- _Tujuan Latihan_
A - Dalam ulasan film Luca, siapa yang menyutradarai film tersebut sebagai debut animasi-panjangnya?
B - Tolong lanjutkan ulasan film Luca ini, mulai setelah kalimat terakhirnya.

- _Artikel_
=-=-=-=-=

LUCA Review

“You will be free the moment you stop worrying about what other people think of you”

 

Ah, libur memang menyenangkan. Meskipun di Indonesia gak ada yang namanya liburan musim panas, tapi toh anak-anak sekolah di sini juga merasakan libur panjang di pertengahan tahun sebagai jeda tahun ajaran. Anak-anak punya waktu seharian penuh selama berminggu-minggu yang cerah untuk bermain-main. Bertualang. Mengeksplorasi imajinasi mereka. Mencoba hal-hal baru. Bagi sebagian besar dari kita, kenangan ceria berkegiatan saat libur sekolah mungkin sudah jadi ingatan yang samar. Namun justru untuk itulah film terbaru Pixar, Luca, hadir kepada kita. Untuk mengingatkan bagaimana rasanya mengarungi dunia yang punya banyak kesempatan bagi anak-anak yang berani mencarinya.

Bagaimana dengan anak-anak yang enggak berani?

Luca yang merupakan debut penyutradaraan animasi-panjang dari Enrico Casarosa akan certainly berefek lebih kuat. Karena cerita film ini memang sebenarnya dikhususkan untuk anak-anak yang belum berani, yang masih pemalu, yang merasa hidupnya harus terus dikawal ketat oleh orangtua. 

See, Luca yang jadi tokoh utama dalam film ini adalah seorang anak monster-laut. Dia hidup di bawah air di sebuah kepulauan Italia bersama kedua orangtua yang terus mengingatkannya akan bahaya di permukaan sana. “Hati-hati sama perahu monster-darat, mereka memburu kita” Begitulah kurang lebih peringatan yang diberikan ibu kepada Luca saat menggembala ikan-ikan di laut. Tetapi Luca justru tertarik sama benda-benda manusia yang jatuh ke laut. Luca ingin ke atas sana, tapi dia takut. Alberto-lah yang membuat Luca jadi cukup berani untuk diam-diam naik ke daratan. Alberto-lah yang membuat Luca surprise, karena ternyata monster-laut seperti mereka bisa berubah menjadi manusia ketika berada di darat. Dan sekarang, a whole new world opens bagi Luca yang penasaran tapi pemalu itu. Dunia dengan ikan-ikan terang di angkasa pada malam hari. Dunia dengan mesin bernama Vespa yang bisa membawa ke mana saja mereka mau. Dunia dengan teman-teman baru. Ya, berhati-hati supaya tidak kena air yang dapat membocorkan wujud asli mereka, Luca dan Alberto pergi ke kota manusia. Bersama dengan seorang anak manusia, mereka ikutan lomba supaya bisa dapat duit membeli vespa untuk menjelajahi dunia.

=-=-=-=-=

- _Catatan Data_

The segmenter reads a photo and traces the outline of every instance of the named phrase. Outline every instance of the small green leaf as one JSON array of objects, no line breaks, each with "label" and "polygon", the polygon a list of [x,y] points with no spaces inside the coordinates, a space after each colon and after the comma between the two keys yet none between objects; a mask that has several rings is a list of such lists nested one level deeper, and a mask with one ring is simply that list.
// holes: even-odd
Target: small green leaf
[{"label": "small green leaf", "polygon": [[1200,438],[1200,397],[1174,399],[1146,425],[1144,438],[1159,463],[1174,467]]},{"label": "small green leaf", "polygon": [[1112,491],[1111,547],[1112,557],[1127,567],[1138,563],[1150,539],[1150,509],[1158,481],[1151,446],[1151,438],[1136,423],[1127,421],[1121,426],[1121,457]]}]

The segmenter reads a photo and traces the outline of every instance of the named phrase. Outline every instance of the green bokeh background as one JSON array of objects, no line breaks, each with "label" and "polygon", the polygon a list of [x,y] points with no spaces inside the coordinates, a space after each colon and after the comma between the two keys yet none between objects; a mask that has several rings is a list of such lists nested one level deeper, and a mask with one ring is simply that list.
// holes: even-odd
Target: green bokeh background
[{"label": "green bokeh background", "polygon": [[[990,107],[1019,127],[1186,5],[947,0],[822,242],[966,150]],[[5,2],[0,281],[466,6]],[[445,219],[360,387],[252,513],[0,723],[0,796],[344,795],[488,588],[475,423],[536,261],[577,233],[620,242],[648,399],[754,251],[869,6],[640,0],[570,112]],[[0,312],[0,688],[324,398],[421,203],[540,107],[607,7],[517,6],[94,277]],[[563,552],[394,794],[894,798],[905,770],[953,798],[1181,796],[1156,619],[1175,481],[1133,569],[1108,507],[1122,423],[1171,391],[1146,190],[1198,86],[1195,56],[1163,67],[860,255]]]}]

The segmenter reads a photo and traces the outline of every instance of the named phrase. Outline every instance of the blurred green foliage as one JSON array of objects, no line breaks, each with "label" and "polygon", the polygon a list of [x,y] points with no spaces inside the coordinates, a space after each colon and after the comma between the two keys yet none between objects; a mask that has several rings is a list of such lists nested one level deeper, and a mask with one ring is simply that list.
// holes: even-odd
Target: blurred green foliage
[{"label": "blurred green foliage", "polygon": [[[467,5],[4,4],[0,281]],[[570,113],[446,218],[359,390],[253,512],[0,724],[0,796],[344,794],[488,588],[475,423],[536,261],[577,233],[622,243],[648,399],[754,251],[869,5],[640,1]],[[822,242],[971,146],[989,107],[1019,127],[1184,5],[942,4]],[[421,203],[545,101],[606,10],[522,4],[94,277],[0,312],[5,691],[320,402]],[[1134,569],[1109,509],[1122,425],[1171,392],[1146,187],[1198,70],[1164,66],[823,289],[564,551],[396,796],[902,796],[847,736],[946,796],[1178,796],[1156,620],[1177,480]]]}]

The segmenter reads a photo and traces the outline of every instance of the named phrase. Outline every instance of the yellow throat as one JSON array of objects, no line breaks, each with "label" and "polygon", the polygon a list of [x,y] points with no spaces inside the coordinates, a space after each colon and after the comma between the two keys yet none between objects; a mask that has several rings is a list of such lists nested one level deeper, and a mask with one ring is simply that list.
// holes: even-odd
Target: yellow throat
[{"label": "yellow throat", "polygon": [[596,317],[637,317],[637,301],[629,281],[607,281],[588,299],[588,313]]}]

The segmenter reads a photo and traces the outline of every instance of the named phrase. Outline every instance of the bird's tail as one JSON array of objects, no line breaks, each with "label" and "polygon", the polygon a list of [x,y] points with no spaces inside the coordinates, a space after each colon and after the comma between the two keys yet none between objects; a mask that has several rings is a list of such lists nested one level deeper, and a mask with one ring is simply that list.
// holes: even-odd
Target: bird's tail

=-=-=-=-=

- _Hasil Latihan_
A - Enrico Casarosa.

B -
lucaluca-trailer-e1619617686812-kr47fr
Literally, monster-fish out of water story

 

Right off the bat, film udah ngajarin anak-anak untuk tidak takut. Satu-satunya penghalang Luca main ke atas permukaan air, ya cuma wanti-wanti ibunya yang terlalu cemas. Tidak ada tembok tinggi, tidak ada pintu terkunci, tidak ada pagar berduri. Tidak ada tabir apa-apa yang menghalangi Luca untuk ke mana-mana. Ariel si Little Mermaid aja harus menjual suaranya kepada Ursula supaya bisa punya kaki dan mengejar cintanya ke daratan. Luca hanya perlu memberanikan diri. Dan ini hanyalah satu dari sekian banyak pelajaran berharga yang bisa dipetik oleh penonton cilik yang menyaksikan film ini.

Luca yang menyembunyikan wujud asli pada akhirnya akan memberi pelajaran kepada anak-anak untuk berani dan bangga jadi diri sendiri, tidak peduli pada kata orang lain karena begitulah hidup; Akan ada orang yang menyukai dan menerima kita, tapi juga akan selalu ada orang yang tidak menyukai kita, dan tidak ada yang bisa kita lakukan terhadap itu selain menjadi yang terbaik bagi diri kita sendiri. In turn, ini tentu saja juga mengajarkan untuk menerima perbedaan orang lain. Sementara orang dewasa juga bisa mengutip pelajaran soal memberikan kebebasan untuk berkembang bagi sesuatu yang kita cintai.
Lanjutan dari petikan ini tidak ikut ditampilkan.